Records provided Block Start
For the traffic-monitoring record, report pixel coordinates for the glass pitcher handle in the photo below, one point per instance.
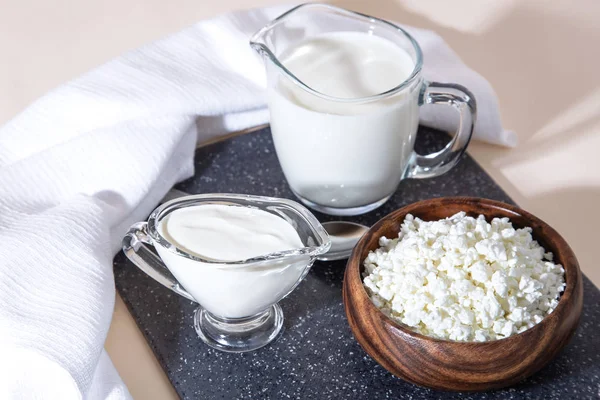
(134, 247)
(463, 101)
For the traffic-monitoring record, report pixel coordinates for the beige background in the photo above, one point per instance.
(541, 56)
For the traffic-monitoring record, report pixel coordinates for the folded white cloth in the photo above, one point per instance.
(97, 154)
Records provided Block End
Records provided Block Start
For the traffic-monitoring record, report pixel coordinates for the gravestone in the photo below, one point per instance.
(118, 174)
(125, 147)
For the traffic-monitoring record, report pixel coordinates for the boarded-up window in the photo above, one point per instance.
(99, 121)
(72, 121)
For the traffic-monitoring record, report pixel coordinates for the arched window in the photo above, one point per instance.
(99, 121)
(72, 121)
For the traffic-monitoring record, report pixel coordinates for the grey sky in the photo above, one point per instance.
Records provided Block End
Records provided Block Start
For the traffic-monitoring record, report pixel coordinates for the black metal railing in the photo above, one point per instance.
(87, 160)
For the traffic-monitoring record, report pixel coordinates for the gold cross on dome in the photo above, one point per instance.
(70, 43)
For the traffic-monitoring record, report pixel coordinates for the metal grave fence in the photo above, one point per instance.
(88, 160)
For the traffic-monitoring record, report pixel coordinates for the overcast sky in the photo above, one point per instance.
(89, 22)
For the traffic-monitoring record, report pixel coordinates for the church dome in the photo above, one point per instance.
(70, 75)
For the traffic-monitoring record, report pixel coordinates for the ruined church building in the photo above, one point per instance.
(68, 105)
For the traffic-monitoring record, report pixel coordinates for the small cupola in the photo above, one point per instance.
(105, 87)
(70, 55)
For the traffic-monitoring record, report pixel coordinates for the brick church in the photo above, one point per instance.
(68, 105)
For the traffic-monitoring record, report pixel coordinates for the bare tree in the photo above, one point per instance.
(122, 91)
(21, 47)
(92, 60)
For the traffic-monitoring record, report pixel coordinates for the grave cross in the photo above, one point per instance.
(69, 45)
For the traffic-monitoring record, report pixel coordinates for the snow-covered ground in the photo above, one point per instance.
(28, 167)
Records provided Block End
- **What to produce**:
Look through the material above and print exactly the lines from the one containing "for the arched" to the one containing "for the grey", both included, and nothing more.

- **Task response**:
For the traffic-monitoring record, report pixel coordinates for the arched window in the photo above, one point per instance.
(99, 121)
(72, 121)
For the traffic-monitoring record, report pixel coordinates for the grey sky in the photo above, one point per instance.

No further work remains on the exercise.